┌─ Selected excerpt

For sure, there were too many shifting messages from Obama and other US officials. But until Mubarak’s resignation on Friday, policy makers could not be sure where events were headed. If Obama had openly encouraged the protesters early on and the regime crushed the movement in a bloody crackdown, America would look like it had deceived the democracy movement and alienated a crucial ally.

In the end, Obama managed to place America on the side of Egypt’s democracy movement. House Speaker John Boehner hit the right note on “Meet the Press’’ Sunday when he said the administration handled “a very difficult situation’’ about as well as it could be handled. Boehner’s fellow Republicans should be similarly realistic about Obama’s performance.

The only obvious blunder Obama made was to send a former US ambassador to Egypt, Frank Wisner, to tell Mubarak that it was time to step aside. The respected Wisner was chosen because of his friendship with Mubarak. But his lobbyist-law firm, Patton Boggs, had Mubarak’s regime as a client, a connection that created a conflict of interest. Fortunately, events — and Obama’s own good judgment — overtook Wisner’s mission.

The really hard part comes now. Obama will have to walk a fine line, trusting that the youth movement for democracy now cresting in the Arab world and Iran will not be hijacked by new tyrants or theocrats, and that US interests will be compatible with the new wave of popular sovereignty. Obama’s own experience as a boy in dictatorial Indonesia and his understanding of the values of justice and nonviolence preached by Rev. Martin Luther King Jr. ought to stand him in good stead.

└─
┌─ Data for analysis

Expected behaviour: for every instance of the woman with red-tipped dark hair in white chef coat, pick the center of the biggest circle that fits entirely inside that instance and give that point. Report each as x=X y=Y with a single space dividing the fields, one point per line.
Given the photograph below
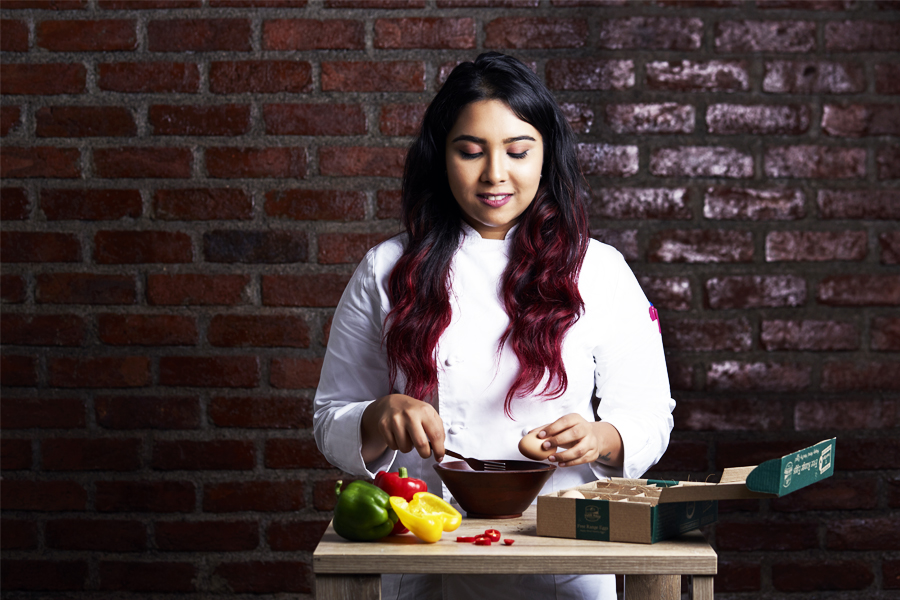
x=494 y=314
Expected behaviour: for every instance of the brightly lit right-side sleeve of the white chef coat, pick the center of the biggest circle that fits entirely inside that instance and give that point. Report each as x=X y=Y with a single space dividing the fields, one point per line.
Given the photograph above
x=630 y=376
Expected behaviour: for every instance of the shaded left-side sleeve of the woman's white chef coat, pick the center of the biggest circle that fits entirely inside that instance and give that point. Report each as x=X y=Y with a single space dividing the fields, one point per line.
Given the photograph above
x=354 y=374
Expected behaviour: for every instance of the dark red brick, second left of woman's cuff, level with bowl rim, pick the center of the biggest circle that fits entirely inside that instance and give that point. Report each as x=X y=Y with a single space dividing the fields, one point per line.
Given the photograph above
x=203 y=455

└─
┌─ Data for analysis

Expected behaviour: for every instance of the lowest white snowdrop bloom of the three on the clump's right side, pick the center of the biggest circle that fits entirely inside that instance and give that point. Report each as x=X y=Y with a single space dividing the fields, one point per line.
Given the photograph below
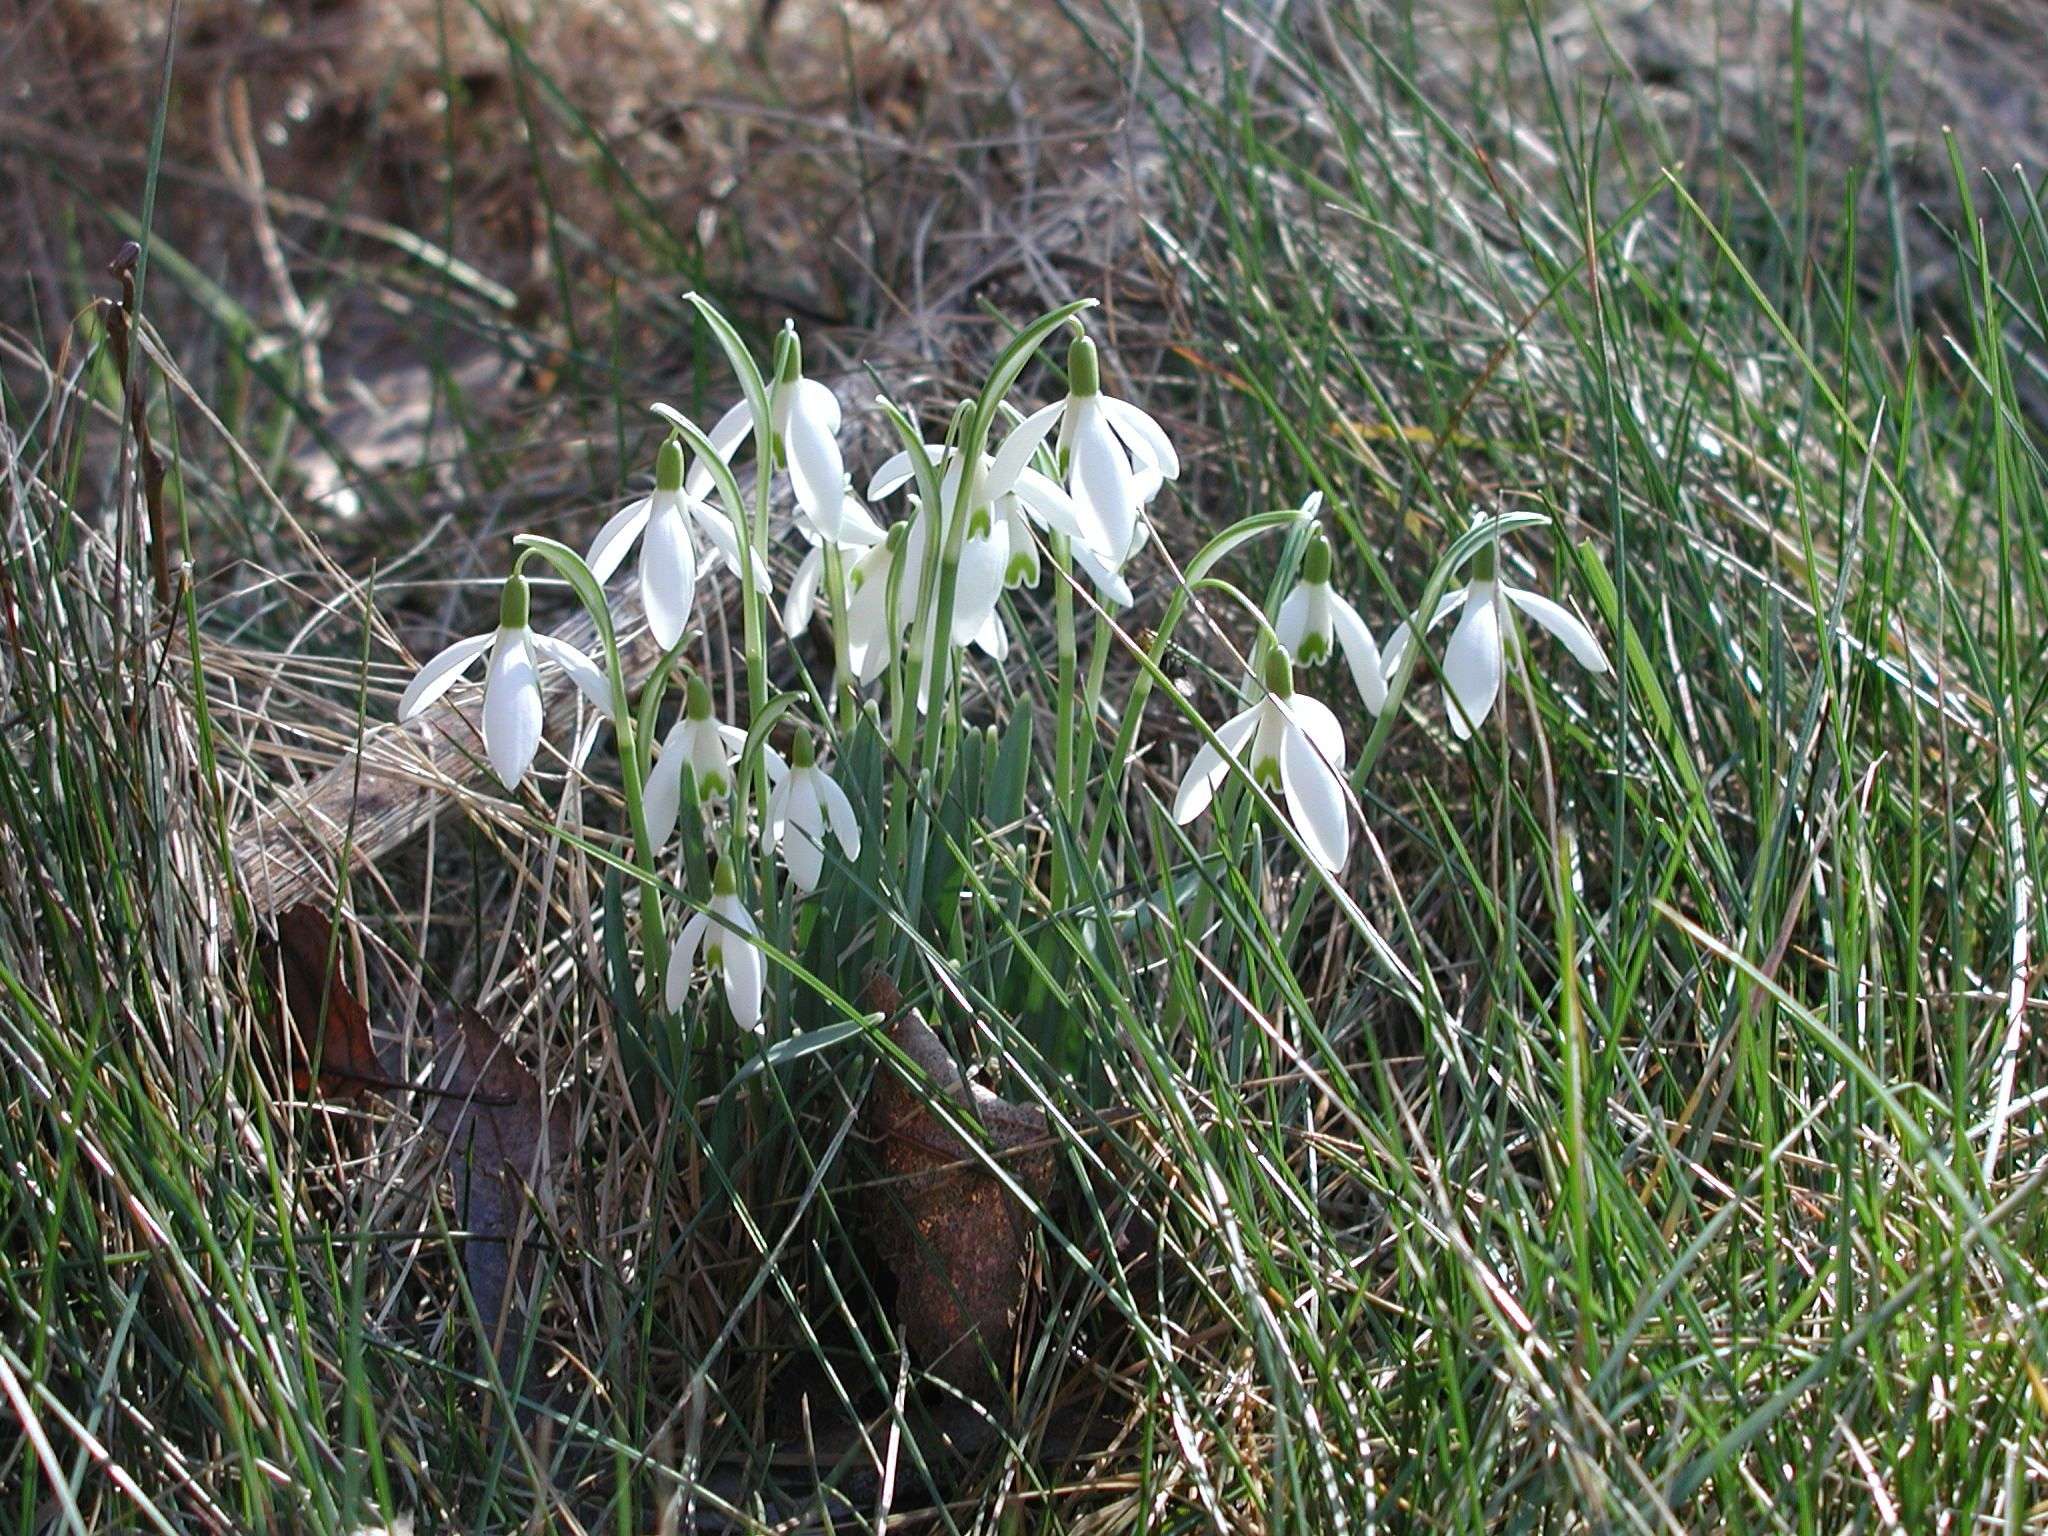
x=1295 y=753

└─

### Task directions
Continue the editorial on Obama's handling of the Egyptian uprising, starting after its final sentence.

### Response
His job now is to persuade the millions casting off corrupt and repressive regimes that America will be with them, not with its old partners. And he will have to convince Americans that democracy abroad is in their best interest, even if the United States can’t contrive an outcome as easily as when it backed autocrats.

Americans old enough to remember the Cold War era probably felt a twinge of powerlessness as the events in Egypt unfolded: This new uprising wasn’t about us, and our president didn’t try to make it a test of US influence. He was right to let events unfold while slowly increasing the pressure on Mubarak. Sometimes, the quietest moves are the most effective, and Americans can feel confident that, in Egypt’s revolution, their country was ultimately on the right side of history.